◆ Task requirements:
Repeat every record exactly, but keep images out of the copy.

**** Data to examine ****

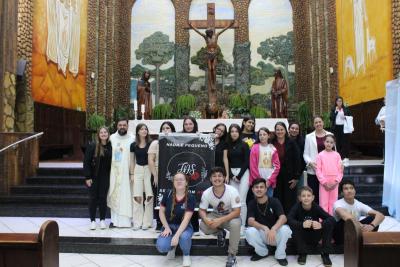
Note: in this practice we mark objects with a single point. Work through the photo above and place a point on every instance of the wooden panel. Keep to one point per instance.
(63, 131)
(17, 163)
(366, 136)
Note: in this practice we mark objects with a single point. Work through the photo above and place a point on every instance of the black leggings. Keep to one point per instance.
(95, 199)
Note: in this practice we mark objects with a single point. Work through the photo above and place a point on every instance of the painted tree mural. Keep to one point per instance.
(278, 50)
(155, 50)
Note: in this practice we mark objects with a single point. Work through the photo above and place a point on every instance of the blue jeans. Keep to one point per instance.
(185, 240)
(256, 238)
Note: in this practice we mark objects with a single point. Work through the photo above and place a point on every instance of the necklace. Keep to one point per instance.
(263, 212)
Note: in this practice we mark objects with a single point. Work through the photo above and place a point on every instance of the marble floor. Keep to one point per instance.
(86, 260)
(80, 227)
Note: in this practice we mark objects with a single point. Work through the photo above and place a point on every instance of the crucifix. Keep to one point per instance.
(211, 38)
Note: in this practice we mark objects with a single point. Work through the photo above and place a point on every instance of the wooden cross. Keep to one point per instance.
(211, 22)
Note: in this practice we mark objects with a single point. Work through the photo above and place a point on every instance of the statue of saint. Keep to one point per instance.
(144, 96)
(279, 96)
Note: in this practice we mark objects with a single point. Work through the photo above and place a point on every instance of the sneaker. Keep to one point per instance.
(221, 238)
(257, 257)
(282, 262)
(242, 229)
(186, 261)
(302, 259)
(171, 254)
(93, 225)
(231, 261)
(326, 260)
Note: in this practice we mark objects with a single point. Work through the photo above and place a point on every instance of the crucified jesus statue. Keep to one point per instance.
(211, 38)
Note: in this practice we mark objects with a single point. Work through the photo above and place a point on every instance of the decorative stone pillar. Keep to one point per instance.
(241, 50)
(241, 61)
(396, 36)
(182, 48)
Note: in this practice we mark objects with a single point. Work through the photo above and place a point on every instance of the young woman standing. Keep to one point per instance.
(96, 167)
(141, 178)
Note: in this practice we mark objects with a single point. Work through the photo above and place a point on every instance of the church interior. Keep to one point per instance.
(68, 67)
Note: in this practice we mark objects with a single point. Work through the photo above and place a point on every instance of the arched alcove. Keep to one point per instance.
(270, 25)
(158, 53)
(198, 11)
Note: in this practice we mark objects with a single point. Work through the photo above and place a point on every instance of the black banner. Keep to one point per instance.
(192, 154)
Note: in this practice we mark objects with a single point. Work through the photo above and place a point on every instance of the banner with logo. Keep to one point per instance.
(192, 154)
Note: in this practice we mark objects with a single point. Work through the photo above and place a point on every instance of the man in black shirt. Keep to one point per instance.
(310, 223)
(266, 224)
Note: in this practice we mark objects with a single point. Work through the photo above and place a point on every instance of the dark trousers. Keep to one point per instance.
(306, 238)
(338, 233)
(312, 181)
(342, 141)
(97, 200)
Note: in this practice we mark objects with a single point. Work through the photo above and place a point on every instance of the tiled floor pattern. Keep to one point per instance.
(80, 227)
(86, 260)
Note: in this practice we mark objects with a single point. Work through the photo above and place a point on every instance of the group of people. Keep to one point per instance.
(122, 173)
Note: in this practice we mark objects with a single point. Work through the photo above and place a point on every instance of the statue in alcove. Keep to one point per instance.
(144, 95)
(279, 96)
(211, 38)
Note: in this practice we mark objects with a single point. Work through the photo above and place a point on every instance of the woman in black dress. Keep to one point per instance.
(96, 167)
(289, 174)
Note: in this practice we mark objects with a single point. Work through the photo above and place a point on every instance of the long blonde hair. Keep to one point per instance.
(99, 148)
(172, 215)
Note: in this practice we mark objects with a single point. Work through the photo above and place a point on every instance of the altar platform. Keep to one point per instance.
(205, 125)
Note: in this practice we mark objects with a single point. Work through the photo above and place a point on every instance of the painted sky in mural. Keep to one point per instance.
(267, 19)
(149, 16)
(223, 10)
(364, 49)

****

◆ Task result:
Note: in this practice we mark objects with a single point. Work through the photo above and place a point on every instance of the wooden panel. Keep to one point per instance.
(63, 131)
(17, 163)
(366, 136)
Note: in this practice we mark objects with a single point. Work through the photo above and place a point on every instance of the black leggings. Keep to one point per instance.
(95, 199)
Note: in this practice we mark objects with a single point. Work through the photo above and place a point on every instance of the painted tree mural. Keep to one point per instance.
(278, 50)
(155, 50)
Note: in this practice we mark objects with a single point. Work through the photo above and place a point on every instance of the blue jeans. Keep to one point per instance.
(185, 240)
(256, 238)
Note: in this practice we mark objects with a single point. Work through the photo above and place a point on every instance of the necklace. Keep to one point per instance.
(263, 212)
Note: in this practice we mark objects with a single point. Work through the photo above and place a point on every instance of the marble floor. Keep to one point per instance.
(86, 260)
(80, 227)
Note: in this practice we mark objects with a single point. Work through the photo above and place a point on every instance of the crucifix. Keep to one point per instance.
(211, 38)
Note: in this practice we mark objects with a single point. Work through the photo above and place a point on every instance of the wooden cross. Keep to one point per instance.
(211, 22)
Note: in this practice we mark objects with a single point. Work through the photo above and place a point on every instance of the statue of saint. Keep to one point per instance.
(144, 96)
(279, 96)
Note: in this practice we mark objects with a single point. Work through the photo above and place a point on every instance of the sneaker. Keep to one point per instance.
(221, 238)
(257, 257)
(282, 262)
(242, 229)
(186, 261)
(302, 259)
(171, 254)
(93, 225)
(231, 261)
(326, 260)
Note: in this practice we mark objects with a single point. Work through the photo above and place a point on every instance of the crucified jesus statue. Keep to one point per instance.
(211, 38)
Note: in this practice we mark objects with a single point. Work through the photo above and place a point on every instance of the decorative stone pillar. Keep to one point per instance.
(241, 50)
(241, 61)
(396, 36)
(182, 48)
Note: in this practice we mark objects with a single point. Work through the photo above and place a point on every instance of the young woman standing. Keep to one point per instance.
(96, 167)
(141, 178)
Note: in this practice we mark objects with a single point. Work through the photo above and place a point on every instance of the church interior. Keep to one point per instance.
(68, 67)
Note: in this practice we mark objects with a single point. Work through the photo above and place a point on every instance of the arched alcove. Keep to one point per instance.
(270, 25)
(158, 53)
(198, 11)
Note: in this practice we mark objects with a single point. Work through the photo above and place a point on every instance of the black banner. Keep to one point per instance.
(192, 154)
Note: in this practice we mark objects with a single point. Work through the photo above and place a point on every instance of the banner with logo. Keep to one point per instance.
(192, 154)
Note: in this practice we mark objects with a single point. Work through the photo above and place a point on every instance of the man in black shirt. Keep to one point per instance.
(310, 223)
(266, 224)
Note: in this practice we mark objects with a single point. Work through the photo above and place a point on every instance of the dark trousers. Keep to one point per instance.
(306, 238)
(338, 233)
(312, 181)
(342, 141)
(97, 200)
Note: in this practice we mark objects with a single point. Work through the photo above and place a point on every instance of the tiled floor pattern. Keep to one point per instance.
(80, 227)
(86, 260)
Note: in this practice we mark objects with a single point. Work through the photo above and place a point on every instance of the group of people. Keep to one point per instance.
(122, 173)
Note: in this practice we mark objects with a single point. Work through the photo above and place a point on every instance of the statue in alcove. Keep to one point per instance.
(144, 95)
(279, 96)
(211, 38)
Note: in this practice we mark objects with a single point. Work through the photo above and place a point on every instance of the woman in black dress. Keep to one point per instance.
(96, 167)
(289, 174)
Note: in this practice we mark objects with a single point. Work through the photo above and place a point on every instance of the long blonde hair. Keep to one point per instance.
(99, 148)
(172, 215)
Note: in this practice we mark objects with a single point. Work through the photo above and place a point on every instance of the altar platform. Keep to one point per instance.
(205, 125)
Note: in this practice we mark objects with a single point. Work through the photo above and place a point on every instance of the painted sky in mural. Keep to one point per instance.
(267, 19)
(149, 16)
(223, 10)
(364, 49)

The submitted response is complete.